**SOURCE EXTRACT:**
-------------------------

Nigerian social activist

Chief Ganiyu Adams , popularly known as Gani Adams (born April 30, 1970), is a Nigerian activist, politician, traditional aristocrat and the 15th Aare Ona Kakanfo of Yoruba land.

==Early life==
Gani Adams was born on April 30, 1970, at Arigidi-Akoko, presently known as Akoko north-west local government area of Ondo state.

== Education ==
Gani Adams began his educational career at Army children's school in Otukpo, Benue state. But because of the nature of his father's job, they moved to lagos where he completed his primary education at Municipal Primary school in Surulere area of Lagos State in 1980. After his primary education, he proceeded to Ansar-Ud-deen Secondary School at Randle Avenue, Surulere. After his secondary education, he later went to train in furniture-making and interior decoration, which he completed in 1987.

== Career ==
Adams thought of what he could venture into that will earn him money to cater for all of his needs. He joined Stabilini Visinoni Limited, an Italian construction firm based in Apapa in Lagos, as an interior decorator. He later resigned from the company to establish his own interior business which he named “Gadson interiors”.

The journey of Gani Adams as a democrat and activist started right from his early age. In 1992, he became an active pro-democrat by campaigning for democracy due to his struggle to avert military rule in the country and to make individual participation in democratic governance come into being.

The struggle however, fetched him an appointment as the Public Relations Officer of Mushin local government chapter of Civil Liberties Organization(CLO) in 1993; a group that pursues the promotion of fundamental human rights in Nigeria. He was also a functioning member of Oodua Youth Movement (OYM) and a founding member of the Oodua Peoples' Congress in 1994. He was the first National Deputy Coordinator and the current Coordinator of Oodua Peoples Congress.

-------------------------

**SOURCE EXCERPT:**

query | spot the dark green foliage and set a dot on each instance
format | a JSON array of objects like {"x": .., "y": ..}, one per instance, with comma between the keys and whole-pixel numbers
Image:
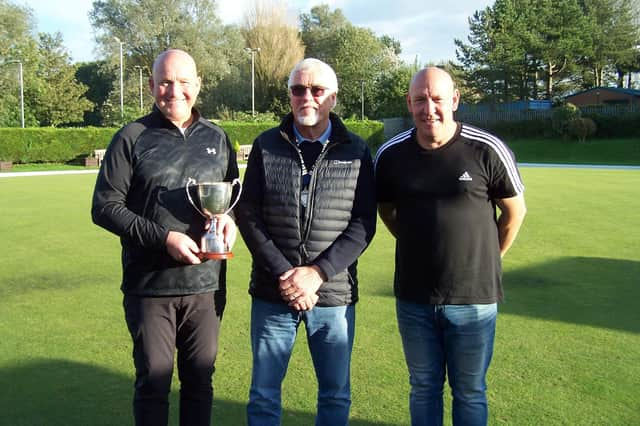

-------------------------

**SET TASK:** Rewrite the part of the text on Gani Adams that runs from "The journey of" through "Oodua Peoples Congress.", changing "Public Relations Officer" to "Publicity Secretary".

**RESULT OF THIS TASK:**
The journey of Gani Adams as a democrat and activist started right from his early age. In 1992, he became an active pro-democrat by campaigning for democracy due to his struggle to avert military rule in the country and to make individual participation in democratic governance come into being.

The struggle however, fetched him an appointment as the Publicity Secretary of Mushin local government chapter of Civil Liberties Organization(CLO) in 1993; a group that pursues the promotion of fundamental human rights in Nigeria. He was also a functioning member of Oodua Youth Movement (OYM) and a founding member of the Oodua Peoples' Congress in 1994. He was the first National Deputy Coordinator and the current Coordinator of Oodua Peoples Congress.